Es fácil culpar al
desplome de los precios del petróleo por la crisis económica de Brasil. Es
también un error. Las heridas de Brasil han sido autoinfligidas por una
combinación de políticas contrarias al crecimiento que se remontan a 2008. Los
resultados eran predecibles.´
En el tercer
trimestre, la economía brasileña se contrajo la friolera de 4,5% respecto del
año anterior. El Fondo Monetario Internacional pronostica que en 2015 el Producto
Interno Bruto de Brasil se contraerá 3% y en 2016 otro 1%. Esto sigue a un
estancamiento en 2014.
En septiembre,
Standard & Poor’s despojó al país de su calificación de grado de inversión.
El miércoles pasado, Moody’s dijo que está contemplando una rebaja similar de
la deuda de Brasil. La tasa de inflación anualizada a finales de noviembre fue
de 10,5% y CIBC Capital Markets prevé un déficit fiscal de 10,5% para este año.
Los medios de
comunicación internacionales echan la culpa de la recesión brasileña a los
precios del petróleo, abatidos por el fortalecimiento del dólar, y al
debilitamiento de la demanda global. Pero Brasil es una de las economías más
cerradas del G-20. El año pasado, sus exportaciones de bienes como porcentaje
del PIB eran de apenas 10,5%, comparado con 18,24% de México, según CIBC
Capital Markets. Todos los exportadores de materias primas de América Latina
están sintiendo el impacto de la caída del petróleo y los commodites, pero
ninguno se ha visto tan perjudicado como Brasil. Chile y Perú, grandes
exportadores de materias primas, todavía están creciendo. Por otra parte, los
precios más bajos de los commodities también compensan el alto costo de hacer
negocios en Brasil. En 2014, 40% de las importaciones brasileñas estaban
vinculadas a las materias primas, incluidos fertilizantes, gasolina, aluminio
para la fabricación de acero, y crudo dulce.
Una década atrás
había razón para pensar que la gran prosperidad brasileña estaba a la vuelta de
la esquina. Tal optimismo giraba en torno a las reformas económicas, fiscales y
monetarias realizadas por el presidente Fernando Henrique Cardoso entre 1995 y 2002.
Su sucesor, Luiz
Inácio Lula da Silva, del Partido de los Trabajadores (PT), asumió el cargo en
2003. Sus antecedentes como líder sindical militante y discípulo de Fidel
Castro generaron pánico en los mercados. Para detener la estampida, Lula se comprometió
a no meterse con la autonomía del banco central o la estabilidad del real
brasileño, y a no alterar radicalmente la política económica.

- [REGISTROS]
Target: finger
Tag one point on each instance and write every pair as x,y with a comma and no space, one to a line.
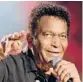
8,47
17,44
60,64
64,72
22,35
67,77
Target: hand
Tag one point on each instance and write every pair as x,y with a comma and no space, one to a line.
12,43
65,70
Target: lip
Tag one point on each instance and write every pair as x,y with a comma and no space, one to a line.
56,52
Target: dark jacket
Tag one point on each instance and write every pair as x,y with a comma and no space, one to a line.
21,68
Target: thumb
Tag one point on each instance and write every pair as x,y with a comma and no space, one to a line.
51,71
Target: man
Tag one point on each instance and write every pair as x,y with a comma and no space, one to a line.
49,28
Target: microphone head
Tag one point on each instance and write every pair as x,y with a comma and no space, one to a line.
55,61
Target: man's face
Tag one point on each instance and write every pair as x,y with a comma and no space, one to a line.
52,38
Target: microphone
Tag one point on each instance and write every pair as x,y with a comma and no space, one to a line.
55,61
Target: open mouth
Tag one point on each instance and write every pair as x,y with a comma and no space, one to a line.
54,52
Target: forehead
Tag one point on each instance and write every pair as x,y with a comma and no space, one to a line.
53,24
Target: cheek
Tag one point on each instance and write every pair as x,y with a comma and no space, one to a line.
65,45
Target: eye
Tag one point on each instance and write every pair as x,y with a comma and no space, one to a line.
63,36
47,34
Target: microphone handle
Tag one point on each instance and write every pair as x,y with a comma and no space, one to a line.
55,61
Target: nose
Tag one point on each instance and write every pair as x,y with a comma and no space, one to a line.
56,42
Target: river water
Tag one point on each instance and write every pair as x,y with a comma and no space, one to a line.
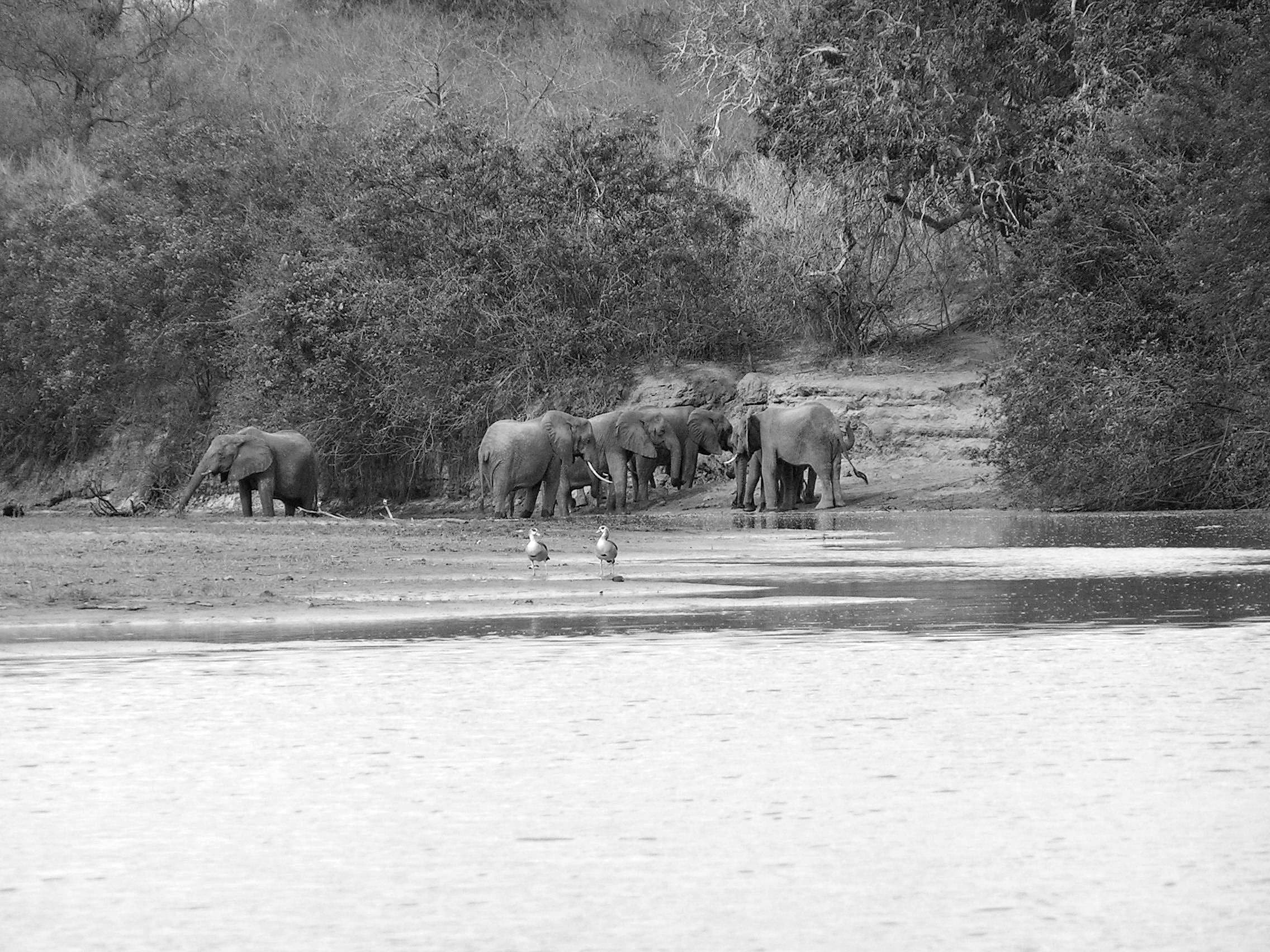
921,731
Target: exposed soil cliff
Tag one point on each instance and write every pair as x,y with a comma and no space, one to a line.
918,417
917,413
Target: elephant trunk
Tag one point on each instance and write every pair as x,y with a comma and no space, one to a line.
597,474
200,473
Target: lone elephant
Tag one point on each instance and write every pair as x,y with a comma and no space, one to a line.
624,435
276,465
700,431
797,437
530,455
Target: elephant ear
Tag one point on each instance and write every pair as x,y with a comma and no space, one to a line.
633,437
253,456
561,433
704,431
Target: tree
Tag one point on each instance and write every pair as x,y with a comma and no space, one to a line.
1138,310
74,58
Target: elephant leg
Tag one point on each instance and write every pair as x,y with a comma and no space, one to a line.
531,498
645,482
618,492
502,493
809,488
792,483
771,480
689,468
827,496
754,474
266,488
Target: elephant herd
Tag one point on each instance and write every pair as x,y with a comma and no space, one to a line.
785,449
557,454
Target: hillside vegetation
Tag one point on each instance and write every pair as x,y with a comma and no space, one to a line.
390,225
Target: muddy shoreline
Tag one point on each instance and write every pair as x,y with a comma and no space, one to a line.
214,575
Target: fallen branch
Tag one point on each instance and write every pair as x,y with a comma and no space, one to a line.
320,512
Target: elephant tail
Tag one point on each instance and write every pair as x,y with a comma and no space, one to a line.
483,466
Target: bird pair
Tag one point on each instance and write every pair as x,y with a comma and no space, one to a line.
606,550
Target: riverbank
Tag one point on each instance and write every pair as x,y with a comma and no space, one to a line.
229,577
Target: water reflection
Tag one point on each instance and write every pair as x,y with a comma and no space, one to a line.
873,738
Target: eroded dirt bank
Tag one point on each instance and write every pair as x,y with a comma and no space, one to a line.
918,419
219,577
918,414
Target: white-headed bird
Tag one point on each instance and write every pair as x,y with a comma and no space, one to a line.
606,550
536,551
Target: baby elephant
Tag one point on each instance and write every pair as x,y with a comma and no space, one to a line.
277,465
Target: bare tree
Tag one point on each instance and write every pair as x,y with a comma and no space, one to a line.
75,58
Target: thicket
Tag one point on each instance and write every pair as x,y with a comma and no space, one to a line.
391,224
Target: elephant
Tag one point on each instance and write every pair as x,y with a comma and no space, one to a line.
700,431
580,478
786,440
530,455
637,432
277,465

- [CONSIGNA 1] Convierte en una lista breve el párrafo del texto sobre la economía de Brasil que comienza con "En septiembre, Standard & Poor's", sin perder sus datos principales.
- [CONSIGNA 2] Prosigue el texto sobre la crisis económica de Brasil a partir de su última oración.
Los registros no intervienen para nada en esto.

- [RESULTADO 1]
- En septiembre, Standard & Poor's le quitó a Brasil su calificación de grado de inversión.
- El miércoles pasado, Moody's dijo que contempla una rebaja similar de la deuda brasileña.
- A finales de noviembre, la inflación anualizada fue de 10,5%.
- CIBC Capital Markets prevé para este año un déficit fiscal de 10,5%.

- [RESULTADO 2]
Geanluca Lorenzon,
director de operaciones del Instituto Mises Brasil, con sede en São Paulo, me
dijo en una entrevista telefónica la semana pasada que durante un tiempo Lula
incluso profundizó el compromiso del gobierno con la restricción fiscal. Sin
embargo, en 2008, durante su segundo mandato, la crisis financiera global
golpeó al país, y Lula dio su brazo a torcer.
Lorenzon dice que Da
Silva acudió entonces al estímulo del gasto, mientras que el banco central,
supuestamente autónomo, comenzó a permitir una mayor inflación como forma de
impulsar el crecimiento.
En una cultura
política predispuesta al abuso de poder del gobierno, romper las normas
establecidas durante la gestión de Cardoso —que fueron precisamente diseñadas
para limitar dicho exceso— permitió el retorno de las malas costumbres.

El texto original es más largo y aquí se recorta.